### SOURCE TEXT
[start]

Reboot Camp is an American satirical comedy film written and directed by Ivo Raza. It premiered at the 2020 Austin Film Festival where it won the Comedy Vanguard Audience Award for best comedy film. It also won best narrative feature award at the 2020 Maui Film Festival and best comedy at the 2021 Garden State Film Festival and best comedy at CINEQUEST 2021. The film features an ensemble cast including David Lipper, Lindsey Shaw, Keli Price, Ja Rule, Chaz Bono, David Koechner, Eric Roberts, Maya Stojan, Shar Jackson and Ed Begley Jr.

Plot 
The mockumentary follows brothers and filmmakers Danny (Price) and Seymour (Lipper) Gordon who create Reboot Camp, a fake self-help group, and its leader Gordon to expose the exploitive practices of fake gurus and how easy it is to con people into believing just about anything. To their surprise, their absurd Reboot Camp becomes a big success with a devoted following and turns into an actual cult. As the camp grows with more members and celebrities, the brothers run out of funds and the producer (McClintock) pushes them to hire his niece Claire (Stojan). Reluctant at first, she eventually sees a golden opportunity to make money and causes a rift between the brothers.

[end]

### SUPPLIED MATERIAL
[start]

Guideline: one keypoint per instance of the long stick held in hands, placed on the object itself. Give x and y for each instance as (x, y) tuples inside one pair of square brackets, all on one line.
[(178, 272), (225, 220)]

[end]

### EXERCISE TASKS
• A. Answer these from the Reboot Camp article:
(i) At which festival did the film premiere?
(ii) Which cast member plays Claire?
(iii) Who wrote and directed the film?
• B. Write the next part of the Reboot Camp article, picking up after its last sentence.
None of the material is needed here.

### FINAL RESULTS
• A.
(i) The 2020 Austin Film Festival
(ii) Maya Stojan
(iii) Ivo Raza

• B.
Cast

Production

Development and production 
Reboot Camp was written and directed by independent filmmaker Ivo Raza. It was produced by David Lipper and Tina Sutakanat, executive producers Bernard Azer, Alan Braverman and Tim Alek. Additional producers include James Johnston, David Roberson, and Keli Price.

Filming 
The film was shot at various locations around Los Angeles, including Woodland Hills, Mulholland Drive, Santa Clarita, Venice Beach and Studio City. The cinematographer was Derrick Cohan.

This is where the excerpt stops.